# What you have to do:
From the entries, copy every line that carries the string "photo".

#### Excerpted records

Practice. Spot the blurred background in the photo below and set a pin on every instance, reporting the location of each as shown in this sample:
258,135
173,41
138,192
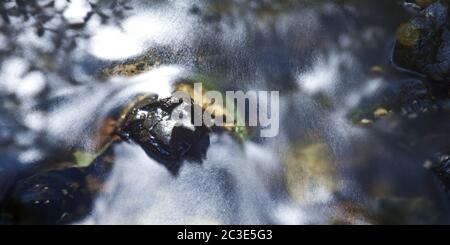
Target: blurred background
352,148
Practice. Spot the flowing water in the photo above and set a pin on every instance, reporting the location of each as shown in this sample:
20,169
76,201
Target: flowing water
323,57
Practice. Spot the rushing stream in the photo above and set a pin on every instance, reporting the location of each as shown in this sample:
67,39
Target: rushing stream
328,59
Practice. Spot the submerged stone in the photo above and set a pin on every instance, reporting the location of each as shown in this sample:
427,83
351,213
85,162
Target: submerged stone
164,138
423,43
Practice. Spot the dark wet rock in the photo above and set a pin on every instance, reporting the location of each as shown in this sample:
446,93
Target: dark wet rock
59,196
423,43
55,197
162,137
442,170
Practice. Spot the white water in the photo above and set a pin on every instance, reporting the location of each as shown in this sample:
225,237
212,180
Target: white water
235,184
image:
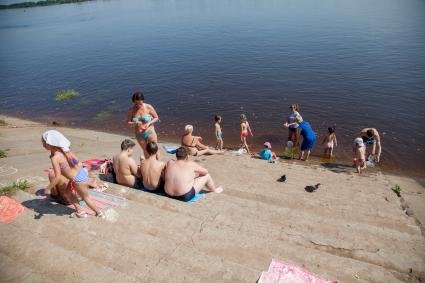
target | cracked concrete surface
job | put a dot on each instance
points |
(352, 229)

########
#### Excerpted records

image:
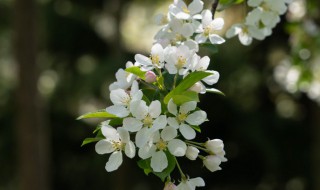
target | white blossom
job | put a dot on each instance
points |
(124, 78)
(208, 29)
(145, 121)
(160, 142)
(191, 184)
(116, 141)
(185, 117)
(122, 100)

########

# Result of the exercise:
Practice. Spot the blurred background in the photo below and set a pin on every instance, reporting the location of each as shown in this sample:
Practice. Spot the flowing water in the photo above and set a pin on every instance, reporting the location of each as shown in this sample:
Practice. Spot the rushing stream in the photo above and set a pin on every instance, reporting the location of each as shown in this sample:
Practice. Spot the submerged stone in the photo above and set a pin on every instance, reporting the location of each as shown in this sample:
Practice. Spot the dark wet rock in the photo above and set a pin on every instance, reporting the location of each as shown in this sample:
Practice. Spot the white water in the photo above and set a pin on every instance, reporting the location of each as shown in this sample:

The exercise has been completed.